▶ [WHAT YOU WILL DO]
Transcribe the lines of the listing from the one containing "Target: truck with flatbed" through the one containing "pixel 508 333", including both of those lines, and reproduce only that span.
________________
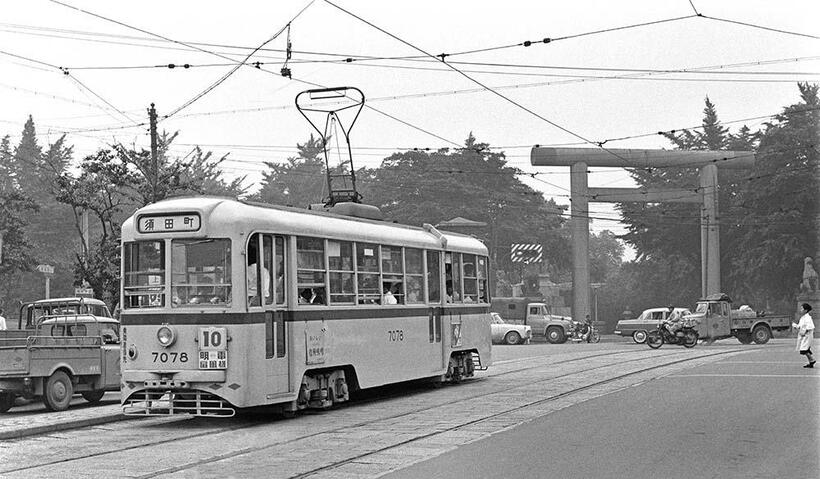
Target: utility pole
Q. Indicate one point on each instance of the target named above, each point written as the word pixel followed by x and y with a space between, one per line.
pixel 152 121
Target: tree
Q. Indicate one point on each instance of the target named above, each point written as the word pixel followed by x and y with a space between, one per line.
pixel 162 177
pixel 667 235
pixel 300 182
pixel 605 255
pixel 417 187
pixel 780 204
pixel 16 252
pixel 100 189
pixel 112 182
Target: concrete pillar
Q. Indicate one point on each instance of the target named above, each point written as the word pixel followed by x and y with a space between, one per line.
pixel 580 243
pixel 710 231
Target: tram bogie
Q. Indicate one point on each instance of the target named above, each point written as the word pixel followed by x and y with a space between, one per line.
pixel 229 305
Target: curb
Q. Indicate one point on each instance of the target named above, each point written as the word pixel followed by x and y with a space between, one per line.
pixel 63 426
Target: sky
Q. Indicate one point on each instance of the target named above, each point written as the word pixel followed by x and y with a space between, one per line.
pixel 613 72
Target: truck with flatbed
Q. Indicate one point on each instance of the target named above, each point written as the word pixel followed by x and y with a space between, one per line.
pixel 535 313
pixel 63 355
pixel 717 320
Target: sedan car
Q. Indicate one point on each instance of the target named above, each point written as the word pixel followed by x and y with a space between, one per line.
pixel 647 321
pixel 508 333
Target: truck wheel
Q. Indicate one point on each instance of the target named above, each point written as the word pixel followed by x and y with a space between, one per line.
________________
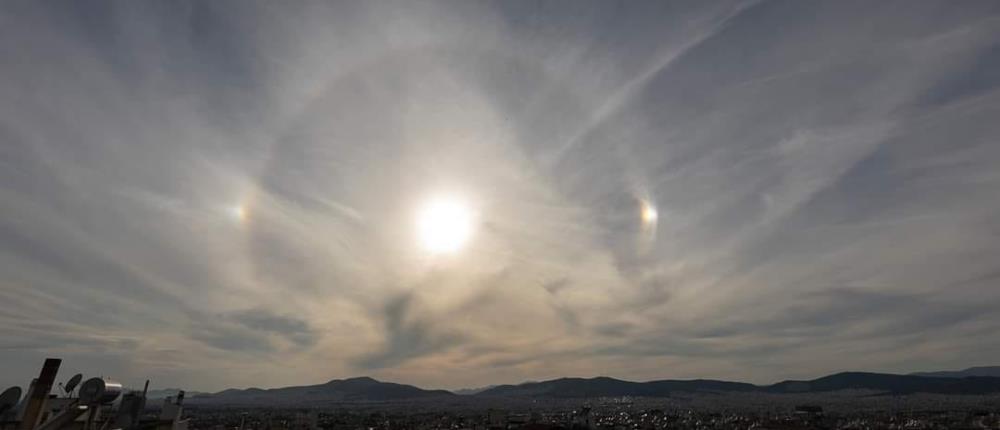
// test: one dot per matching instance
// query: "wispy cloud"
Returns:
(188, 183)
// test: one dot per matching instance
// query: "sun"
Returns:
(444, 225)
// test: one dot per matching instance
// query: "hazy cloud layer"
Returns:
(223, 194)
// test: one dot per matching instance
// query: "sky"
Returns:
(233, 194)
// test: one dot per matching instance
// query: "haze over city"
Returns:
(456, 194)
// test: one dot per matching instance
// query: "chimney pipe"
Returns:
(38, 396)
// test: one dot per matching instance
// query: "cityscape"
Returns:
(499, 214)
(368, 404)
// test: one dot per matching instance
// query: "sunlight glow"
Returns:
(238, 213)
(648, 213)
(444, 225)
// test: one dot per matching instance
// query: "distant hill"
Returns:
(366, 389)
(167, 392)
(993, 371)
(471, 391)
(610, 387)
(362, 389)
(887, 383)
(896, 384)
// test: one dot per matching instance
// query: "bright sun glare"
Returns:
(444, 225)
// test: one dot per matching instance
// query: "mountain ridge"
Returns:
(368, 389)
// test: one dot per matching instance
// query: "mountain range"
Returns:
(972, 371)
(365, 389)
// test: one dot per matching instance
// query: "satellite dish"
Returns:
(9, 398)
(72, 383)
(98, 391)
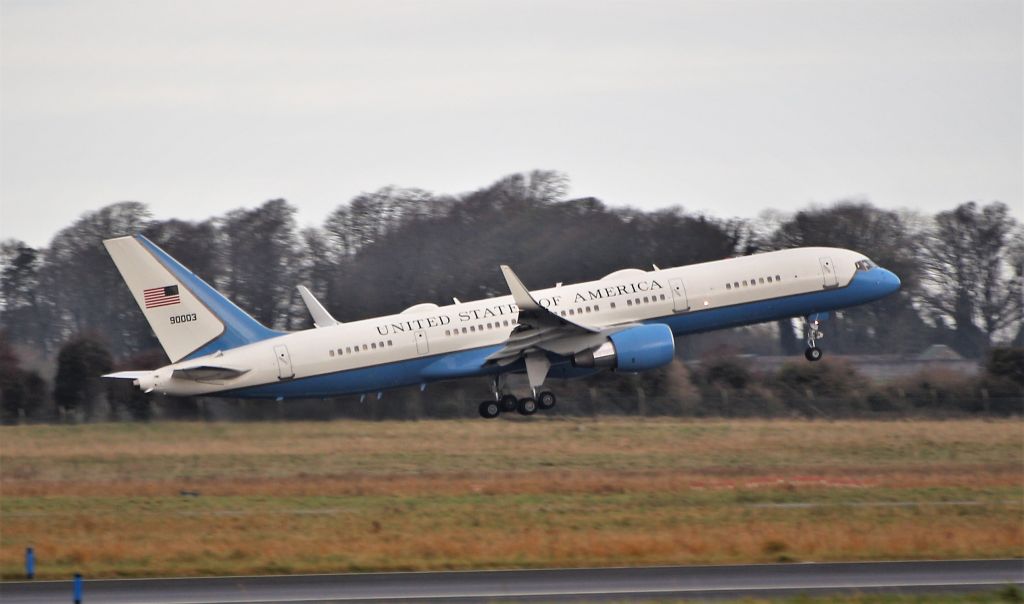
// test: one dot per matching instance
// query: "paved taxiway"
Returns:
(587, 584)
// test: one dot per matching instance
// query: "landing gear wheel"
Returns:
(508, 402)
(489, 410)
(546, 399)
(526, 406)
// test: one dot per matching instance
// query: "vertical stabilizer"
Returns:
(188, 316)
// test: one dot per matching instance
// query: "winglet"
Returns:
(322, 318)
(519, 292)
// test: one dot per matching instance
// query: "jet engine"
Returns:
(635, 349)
________________
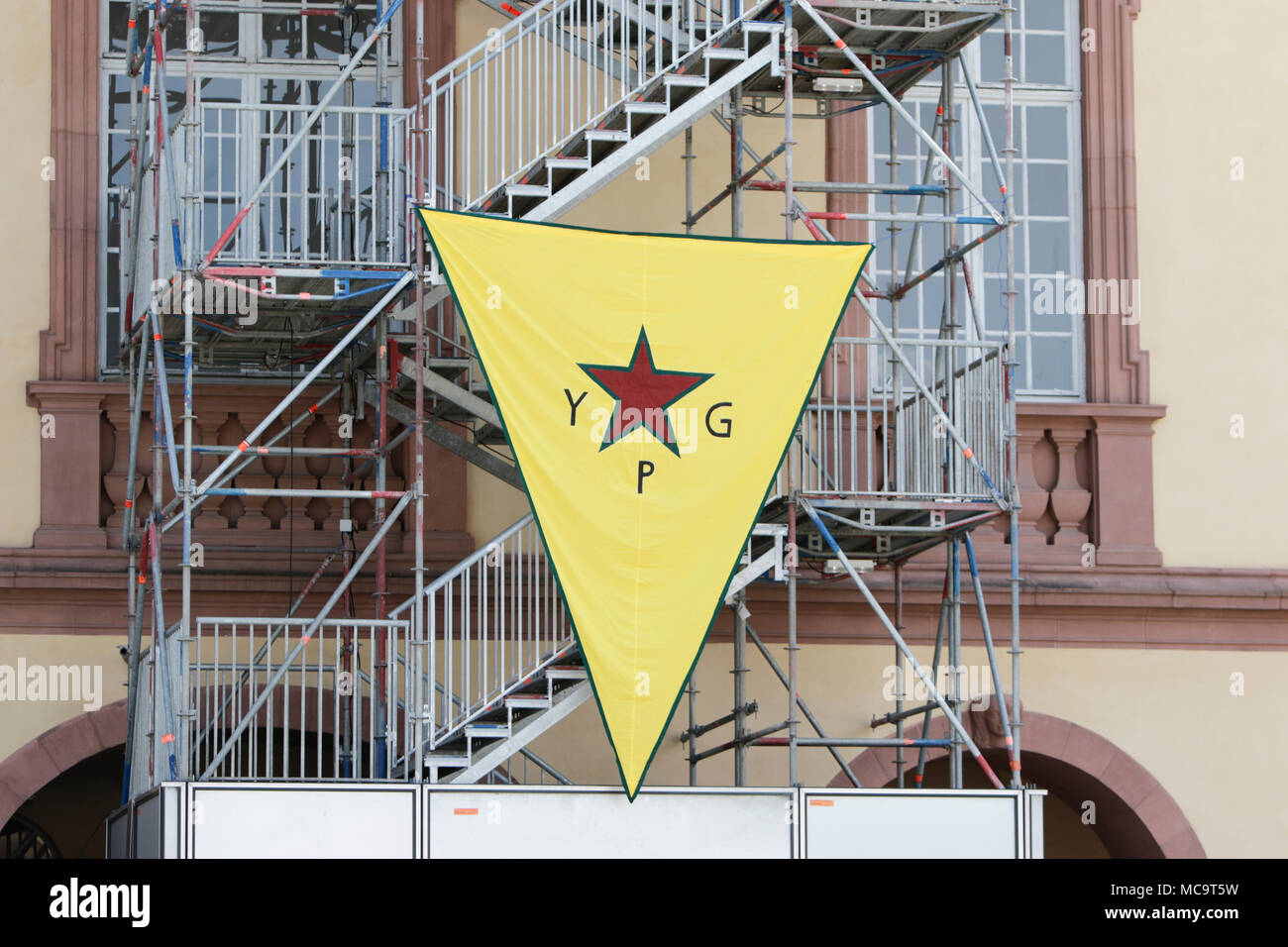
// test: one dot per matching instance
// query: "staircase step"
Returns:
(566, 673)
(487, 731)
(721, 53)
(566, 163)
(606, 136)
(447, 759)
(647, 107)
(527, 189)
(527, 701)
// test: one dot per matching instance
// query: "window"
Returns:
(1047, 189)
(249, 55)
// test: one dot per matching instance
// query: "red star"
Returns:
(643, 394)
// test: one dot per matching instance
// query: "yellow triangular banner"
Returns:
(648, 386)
________________
▶ [OUTPUT OF THE EXERCISE]
Target: truck with flatbed
Q. Indicate one point on each instance of the target named above, each point written as the word pixel followed by x and y with a space between, one per line.
pixel 535 313
pixel 63 355
pixel 717 320
Target: sedan car
Q. Indicate one point on each instance of the target named above, each point written as the word pixel followed by x and y with a space between, one per line.
pixel 647 321
pixel 508 333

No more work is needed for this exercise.